— Source excerpt —

***

Nike Air

Rebranding one of Nike’s biggest footwear innovation platforms to realign consumer expectation and build brand equity. 

Role: Art Direction & Design Lead
Creative Direction: Aaron Belchere
Art Direction: Danny Demmers
Type Design: Nemanja Jehlicka
Agency Support: Accept & Proceed

Nike Air Zoom Alphafly NEXT% shot by Swanson Studio, Art Direction by Adriano Furtado/Nike Global Running

NIke Air Zoom Viperfly shot by Swanson Studio, Art Direction by Taro Motoda

The Air Zoom lockup was introduced on the 2020 Olympic footwear lineup, announced February 2020

Why rebrand Nike Air?

Nike Air is one of the most loved footwear innovations of all time, but the public perception was not aligned with Nike’s vision; Nike Air is rooted in performance. The opportunity to re-position Nike Air as a performance innovation aligned with the release of Nike’s most exciting line of Air performance innovation shoes launched to date, including the Nike Air Zoom Alphafly Next%—the shoe Kipchoge was wearing when he broke the two-hour marathon barrier.

***

[Coordinate labeling data]
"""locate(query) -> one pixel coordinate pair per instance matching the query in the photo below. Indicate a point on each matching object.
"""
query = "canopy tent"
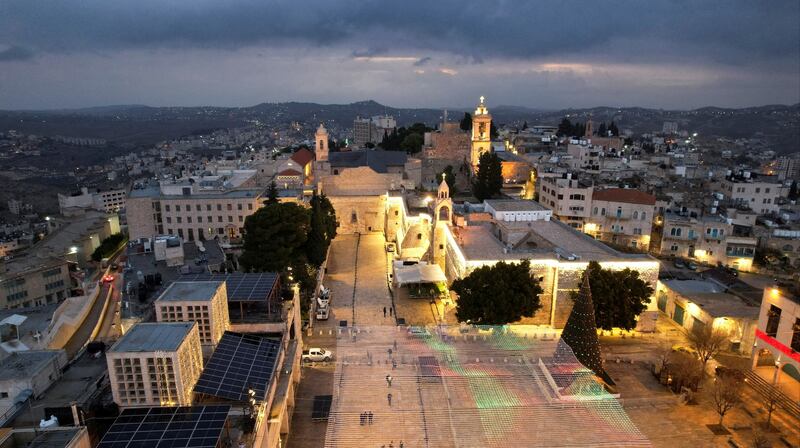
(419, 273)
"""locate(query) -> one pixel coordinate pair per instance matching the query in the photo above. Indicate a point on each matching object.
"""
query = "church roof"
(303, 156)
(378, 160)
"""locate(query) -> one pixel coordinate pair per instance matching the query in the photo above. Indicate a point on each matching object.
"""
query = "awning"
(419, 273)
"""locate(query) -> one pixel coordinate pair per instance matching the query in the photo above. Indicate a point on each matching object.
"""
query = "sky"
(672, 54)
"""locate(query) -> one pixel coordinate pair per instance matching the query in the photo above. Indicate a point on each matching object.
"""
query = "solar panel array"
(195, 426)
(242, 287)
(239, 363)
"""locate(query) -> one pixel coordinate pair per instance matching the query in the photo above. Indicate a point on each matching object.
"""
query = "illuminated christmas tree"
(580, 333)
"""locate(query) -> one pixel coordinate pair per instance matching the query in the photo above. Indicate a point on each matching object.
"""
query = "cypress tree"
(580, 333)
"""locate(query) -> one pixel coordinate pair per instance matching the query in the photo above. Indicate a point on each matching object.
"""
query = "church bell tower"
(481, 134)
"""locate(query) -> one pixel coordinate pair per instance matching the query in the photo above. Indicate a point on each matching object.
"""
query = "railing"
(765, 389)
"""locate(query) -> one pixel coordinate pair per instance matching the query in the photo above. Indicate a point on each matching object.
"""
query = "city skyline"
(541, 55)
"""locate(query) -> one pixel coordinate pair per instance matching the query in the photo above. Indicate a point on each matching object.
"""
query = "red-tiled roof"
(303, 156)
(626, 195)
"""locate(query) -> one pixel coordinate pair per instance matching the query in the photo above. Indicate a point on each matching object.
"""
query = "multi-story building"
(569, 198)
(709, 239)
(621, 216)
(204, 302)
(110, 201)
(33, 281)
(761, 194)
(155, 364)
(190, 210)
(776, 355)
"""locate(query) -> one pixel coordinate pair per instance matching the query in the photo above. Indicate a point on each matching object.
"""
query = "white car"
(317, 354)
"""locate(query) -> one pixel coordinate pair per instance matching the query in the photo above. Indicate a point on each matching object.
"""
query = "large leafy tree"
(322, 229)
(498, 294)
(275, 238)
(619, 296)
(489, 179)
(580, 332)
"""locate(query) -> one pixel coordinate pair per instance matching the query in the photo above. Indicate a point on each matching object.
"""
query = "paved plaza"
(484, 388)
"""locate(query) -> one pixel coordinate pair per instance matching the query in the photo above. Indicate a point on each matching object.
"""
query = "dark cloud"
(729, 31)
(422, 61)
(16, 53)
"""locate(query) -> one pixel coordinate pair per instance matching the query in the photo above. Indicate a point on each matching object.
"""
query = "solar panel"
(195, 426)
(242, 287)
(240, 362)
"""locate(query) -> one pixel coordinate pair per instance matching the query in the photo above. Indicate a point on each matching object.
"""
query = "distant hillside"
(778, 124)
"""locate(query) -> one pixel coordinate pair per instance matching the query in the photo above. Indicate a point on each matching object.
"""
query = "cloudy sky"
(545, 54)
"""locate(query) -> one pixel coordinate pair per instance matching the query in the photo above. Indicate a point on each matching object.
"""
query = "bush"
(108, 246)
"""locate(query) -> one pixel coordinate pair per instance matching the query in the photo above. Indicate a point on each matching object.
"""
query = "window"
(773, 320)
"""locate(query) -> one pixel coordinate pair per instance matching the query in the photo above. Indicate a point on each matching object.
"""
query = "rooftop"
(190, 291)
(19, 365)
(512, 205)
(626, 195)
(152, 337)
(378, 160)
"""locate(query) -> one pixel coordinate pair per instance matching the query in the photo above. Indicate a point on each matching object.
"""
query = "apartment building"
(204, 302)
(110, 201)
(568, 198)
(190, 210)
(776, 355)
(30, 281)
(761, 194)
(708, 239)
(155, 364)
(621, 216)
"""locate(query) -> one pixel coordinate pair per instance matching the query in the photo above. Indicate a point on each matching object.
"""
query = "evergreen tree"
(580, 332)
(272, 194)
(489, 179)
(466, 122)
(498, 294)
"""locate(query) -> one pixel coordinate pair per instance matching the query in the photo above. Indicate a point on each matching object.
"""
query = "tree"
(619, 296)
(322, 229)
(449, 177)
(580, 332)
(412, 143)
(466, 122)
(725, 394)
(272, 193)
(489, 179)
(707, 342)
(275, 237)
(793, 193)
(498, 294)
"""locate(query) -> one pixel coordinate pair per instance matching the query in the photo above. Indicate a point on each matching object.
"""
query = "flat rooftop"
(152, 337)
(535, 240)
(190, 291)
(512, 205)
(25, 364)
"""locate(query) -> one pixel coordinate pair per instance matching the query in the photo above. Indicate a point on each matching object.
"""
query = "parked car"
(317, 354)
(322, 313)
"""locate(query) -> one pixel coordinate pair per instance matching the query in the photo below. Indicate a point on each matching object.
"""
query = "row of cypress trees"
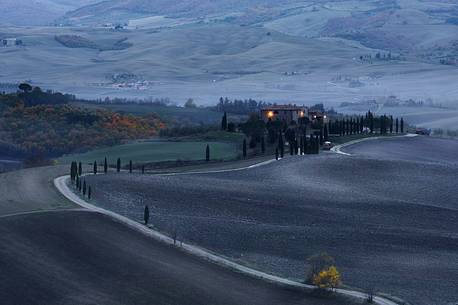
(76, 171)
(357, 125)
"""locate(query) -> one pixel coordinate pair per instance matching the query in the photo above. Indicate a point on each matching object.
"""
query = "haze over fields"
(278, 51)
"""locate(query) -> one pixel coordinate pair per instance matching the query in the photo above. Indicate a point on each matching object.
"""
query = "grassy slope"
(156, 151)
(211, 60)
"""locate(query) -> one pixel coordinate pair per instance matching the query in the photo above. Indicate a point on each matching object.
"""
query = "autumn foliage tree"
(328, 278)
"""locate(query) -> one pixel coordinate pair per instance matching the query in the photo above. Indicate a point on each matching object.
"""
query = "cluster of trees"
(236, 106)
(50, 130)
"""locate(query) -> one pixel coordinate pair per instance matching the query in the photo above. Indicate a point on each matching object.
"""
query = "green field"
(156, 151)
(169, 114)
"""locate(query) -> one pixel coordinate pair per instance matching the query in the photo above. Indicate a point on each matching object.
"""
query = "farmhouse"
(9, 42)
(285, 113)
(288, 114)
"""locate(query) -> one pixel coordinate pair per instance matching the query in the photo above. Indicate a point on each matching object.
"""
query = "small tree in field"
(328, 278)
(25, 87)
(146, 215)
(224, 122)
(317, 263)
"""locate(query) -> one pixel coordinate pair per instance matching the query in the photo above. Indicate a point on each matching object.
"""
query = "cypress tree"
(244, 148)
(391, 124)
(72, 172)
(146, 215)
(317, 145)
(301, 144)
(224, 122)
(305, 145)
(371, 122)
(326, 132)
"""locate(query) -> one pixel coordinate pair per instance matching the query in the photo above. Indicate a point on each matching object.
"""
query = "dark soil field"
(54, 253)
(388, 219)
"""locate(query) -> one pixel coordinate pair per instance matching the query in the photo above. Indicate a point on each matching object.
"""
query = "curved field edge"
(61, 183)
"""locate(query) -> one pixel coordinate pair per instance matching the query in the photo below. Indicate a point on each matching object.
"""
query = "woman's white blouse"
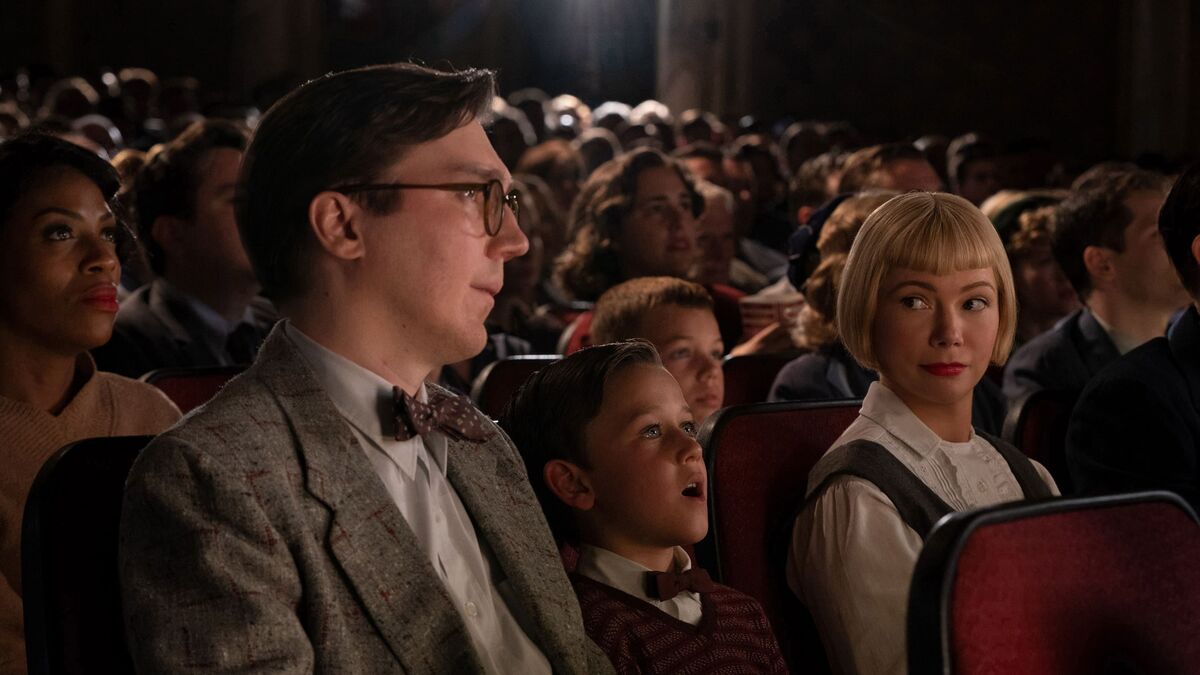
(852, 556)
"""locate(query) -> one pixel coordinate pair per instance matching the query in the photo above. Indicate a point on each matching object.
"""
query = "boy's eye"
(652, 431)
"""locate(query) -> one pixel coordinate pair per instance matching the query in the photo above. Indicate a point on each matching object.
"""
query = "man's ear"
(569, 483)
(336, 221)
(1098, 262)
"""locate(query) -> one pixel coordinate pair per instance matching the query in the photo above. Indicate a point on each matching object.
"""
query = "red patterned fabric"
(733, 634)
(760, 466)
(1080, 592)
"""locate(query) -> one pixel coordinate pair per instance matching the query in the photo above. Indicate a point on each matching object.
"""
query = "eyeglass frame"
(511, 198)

***

— Given task 1 —
In the Nike Air rebranding text, who is credited with type design?
— Given task 2 —
Please carry on the Nike Air rebranding text, picking up right after its final sentence.

— Final result 1 —
Nemanja Jehlicka

— Final result 2 —
The redesign is an attempt to realign Nike Air as a performance innovation, drawing consumer expectations closer to the company’s vision of the Air innovation platform. We created a simple system and brand strategy to be utilized by product and marketing teams to create an intuitive and integrated ecosystem.

Nike Air is currently split into three distinct innovations: Air Max, Air Zoom, and Air Vapormax. To tell the unique story and benefits of each innovation, 
we worked to build a meaningful vocabulary through consistency on product, logo, packaging and communication. The fundamental role of the new brand system is to build platform equity and lead the consumer on a self-guided journey to understanding 
the unique benefits the Air platform has to offer.

When I joined the project, the team had a brief and general strategy, but no design. Working as part of a small team of three, I led exploration on all things visual. As the project grew, we presented to and collaborated with multiple product and brand functions across the company. I was also responsible for engaging and leading agency relationships as we worked to expand and systematize the work and guidelines.

Nike loves logos. At one point, almost every new Air Max shoe had a new logo to match its distinctive style. When this project started, there were at least 20+ different Air logos being used on product.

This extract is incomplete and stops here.